* [Task description]:
Please lay out every line of the rows below as a JSON list of strings, one string per line, with blank lines left out.

* [Entries]:
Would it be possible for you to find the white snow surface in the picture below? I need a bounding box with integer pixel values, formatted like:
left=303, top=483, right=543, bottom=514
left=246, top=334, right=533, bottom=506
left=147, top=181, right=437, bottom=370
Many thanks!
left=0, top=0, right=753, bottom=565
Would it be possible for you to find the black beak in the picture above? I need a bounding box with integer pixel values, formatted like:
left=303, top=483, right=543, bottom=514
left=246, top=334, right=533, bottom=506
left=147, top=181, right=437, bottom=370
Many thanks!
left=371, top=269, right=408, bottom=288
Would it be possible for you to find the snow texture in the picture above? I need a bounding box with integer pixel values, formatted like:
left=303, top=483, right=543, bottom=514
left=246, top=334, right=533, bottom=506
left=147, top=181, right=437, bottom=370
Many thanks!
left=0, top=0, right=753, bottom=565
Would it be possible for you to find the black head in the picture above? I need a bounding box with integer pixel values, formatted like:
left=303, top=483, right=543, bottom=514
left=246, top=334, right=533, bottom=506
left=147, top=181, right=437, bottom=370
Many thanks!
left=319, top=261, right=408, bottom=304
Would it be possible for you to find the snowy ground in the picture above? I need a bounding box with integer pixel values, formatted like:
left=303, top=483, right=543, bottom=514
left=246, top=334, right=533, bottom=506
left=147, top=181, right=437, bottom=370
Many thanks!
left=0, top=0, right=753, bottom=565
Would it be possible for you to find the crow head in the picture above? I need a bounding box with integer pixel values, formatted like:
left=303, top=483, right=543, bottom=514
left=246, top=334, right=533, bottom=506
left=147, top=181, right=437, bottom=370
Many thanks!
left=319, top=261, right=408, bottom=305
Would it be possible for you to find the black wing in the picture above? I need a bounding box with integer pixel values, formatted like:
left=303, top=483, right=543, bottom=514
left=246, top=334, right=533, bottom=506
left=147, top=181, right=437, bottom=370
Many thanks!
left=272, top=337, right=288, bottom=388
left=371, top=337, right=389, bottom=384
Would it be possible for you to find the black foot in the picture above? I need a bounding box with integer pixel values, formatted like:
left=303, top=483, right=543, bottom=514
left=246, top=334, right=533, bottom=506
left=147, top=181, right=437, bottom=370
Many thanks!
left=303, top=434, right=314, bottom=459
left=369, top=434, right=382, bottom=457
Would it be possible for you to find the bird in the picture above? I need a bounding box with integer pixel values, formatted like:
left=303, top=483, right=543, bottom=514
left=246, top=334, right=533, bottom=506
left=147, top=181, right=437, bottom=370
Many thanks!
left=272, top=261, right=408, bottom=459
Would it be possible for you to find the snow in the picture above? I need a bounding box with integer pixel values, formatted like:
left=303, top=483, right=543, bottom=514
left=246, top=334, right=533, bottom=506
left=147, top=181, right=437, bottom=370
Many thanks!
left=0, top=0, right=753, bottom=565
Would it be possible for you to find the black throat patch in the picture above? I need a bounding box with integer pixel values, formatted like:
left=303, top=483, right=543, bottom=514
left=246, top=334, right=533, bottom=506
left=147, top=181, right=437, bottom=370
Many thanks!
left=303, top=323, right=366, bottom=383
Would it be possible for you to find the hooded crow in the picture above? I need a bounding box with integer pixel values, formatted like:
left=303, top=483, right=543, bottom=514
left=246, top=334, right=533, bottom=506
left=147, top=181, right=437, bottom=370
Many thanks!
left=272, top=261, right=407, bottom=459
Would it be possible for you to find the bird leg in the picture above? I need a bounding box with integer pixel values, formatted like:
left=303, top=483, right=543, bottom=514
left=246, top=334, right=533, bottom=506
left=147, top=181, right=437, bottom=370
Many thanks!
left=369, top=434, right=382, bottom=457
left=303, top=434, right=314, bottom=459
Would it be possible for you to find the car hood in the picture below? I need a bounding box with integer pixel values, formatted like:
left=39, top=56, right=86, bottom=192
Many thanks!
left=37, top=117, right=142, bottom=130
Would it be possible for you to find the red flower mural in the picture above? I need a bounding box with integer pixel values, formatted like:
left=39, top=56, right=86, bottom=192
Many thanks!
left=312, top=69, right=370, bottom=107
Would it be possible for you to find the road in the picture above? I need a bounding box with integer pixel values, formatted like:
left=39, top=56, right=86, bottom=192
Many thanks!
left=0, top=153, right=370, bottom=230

* [Written solution]:
[
  "Would it be possible for you to find the white snow surface in the picture below? I need a bounding box with integer pixel values, formatted like:",
  "left=303, top=483, right=543, bottom=514",
  "left=246, top=334, right=533, bottom=506",
  "left=147, top=181, right=437, bottom=370",
  "Many thanks!",
  "left=0, top=0, right=753, bottom=565",
  "Would it be possible for you to find the black beak in the picture above? I need a bounding box with integer pixel values, formatted like:",
  "left=303, top=483, right=543, bottom=514",
  "left=246, top=334, right=533, bottom=506",
  "left=147, top=181, right=437, bottom=370",
  "Many thanks!",
  "left=371, top=269, right=408, bottom=288",
  "Would it be possible for you to find the snow texture in the picture above? I need a bounding box with integer pixel values, formatted like:",
  "left=303, top=483, right=543, bottom=514",
  "left=246, top=334, right=533, bottom=506",
  "left=147, top=181, right=437, bottom=370",
  "Many thanks!",
  "left=0, top=0, right=753, bottom=565",
  "Would it be possible for you to find the black head in the picture above? I need a bounding box with integer pixel values, formatted like:",
  "left=303, top=483, right=543, bottom=514",
  "left=246, top=334, right=533, bottom=506",
  "left=147, top=181, right=437, bottom=370",
  "Many thanks!",
  "left=319, top=261, right=408, bottom=304",
  "Would it be possible for you to find the snowy ground in the picture above? I need a bounding box with integer pixel values, formatted like:",
  "left=303, top=483, right=543, bottom=514",
  "left=246, top=334, right=533, bottom=506",
  "left=147, top=181, right=437, bottom=370",
  "Many thanks!",
  "left=0, top=0, right=753, bottom=565",
  "Would it be possible for you to find the crow head in the picture above? I need a bounding box with integer pixel values, formatted like:",
  "left=303, top=483, right=543, bottom=514",
  "left=246, top=334, right=533, bottom=506",
  "left=147, top=181, right=437, bottom=370",
  "Many thanks!",
  "left=319, top=261, right=408, bottom=305",
  "Would it be possible for you to find the black wing in the picture above? I need a bounding box with integer pixel values, formatted like:",
  "left=303, top=483, right=543, bottom=514",
  "left=246, top=334, right=533, bottom=506",
  "left=147, top=181, right=437, bottom=370",
  "Many thanks!",
  "left=272, top=337, right=288, bottom=388",
  "left=371, top=337, right=389, bottom=384",
  "Would it be possible for you to find the black foot in the picture above? I need a bounding box with integer pixel values, formatted like:",
  "left=303, top=483, right=543, bottom=514",
  "left=246, top=334, right=533, bottom=506",
  "left=147, top=181, right=437, bottom=370",
  "Many thanks!",
  "left=303, top=434, right=314, bottom=459",
  "left=369, top=434, right=382, bottom=457",
  "Would it be possible for you to find the bird in the picture above? I need a bounding box with integer pixel values, formatted like:",
  "left=303, top=483, right=543, bottom=514",
  "left=246, top=334, right=533, bottom=506",
  "left=147, top=181, right=437, bottom=370",
  "Many thanks!",
  "left=272, top=261, right=408, bottom=459",
  "Would it be possible for you to find the snow in the picture above? I need a bounding box with integer pixel values, formatted like:",
  "left=303, top=483, right=543, bottom=514",
  "left=246, top=334, right=533, bottom=506",
  "left=147, top=181, right=437, bottom=370",
  "Many thanks!",
  "left=0, top=0, right=753, bottom=565",
  "Would it be possible for you to find the black throat patch in the picture above? I need a bounding box with integer pixel values, formatted like:",
  "left=303, top=483, right=543, bottom=514",
  "left=246, top=334, right=533, bottom=506",
  "left=147, top=181, right=437, bottom=370",
  "Many thanks!",
  "left=303, top=323, right=366, bottom=383",
  "Would it be possible for you to find the hooded crow in the picture above? I need a bounding box with integer pixel values, formatted like:",
  "left=303, top=483, right=543, bottom=514",
  "left=246, top=334, right=533, bottom=506",
  "left=147, top=181, right=437, bottom=370",
  "Many thanks!",
  "left=272, top=261, right=407, bottom=459",
  "Would it be possible for you to find the bird leg in the picture above? I need a bounding box with integer pixel values, formatted like:",
  "left=303, top=483, right=543, bottom=514",
  "left=246, top=334, right=533, bottom=506",
  "left=147, top=181, right=437, bottom=370",
  "Many thanks!",
  "left=369, top=434, right=382, bottom=457",
  "left=303, top=434, right=314, bottom=459",
  "Would it be possible for you to find the car hood in the picture below? I need a bounding box with integer pixel values, formatted like:",
  "left=39, top=56, right=86, bottom=192",
  "Many thanks!",
  "left=37, top=117, right=142, bottom=130",
  "Would it be possible for you to find the red flower mural in the picture above? I need a bounding box with integer pixel values, formatted like:",
  "left=39, top=56, right=86, bottom=192",
  "Many thanks!",
  "left=312, top=69, right=370, bottom=107",
  "Would it be possible for you to find the road in the picture above? I need a bounding box with integer pixel values, formatted like:",
  "left=39, top=56, right=86, bottom=192",
  "Many thanks!",
  "left=0, top=153, right=370, bottom=230"
]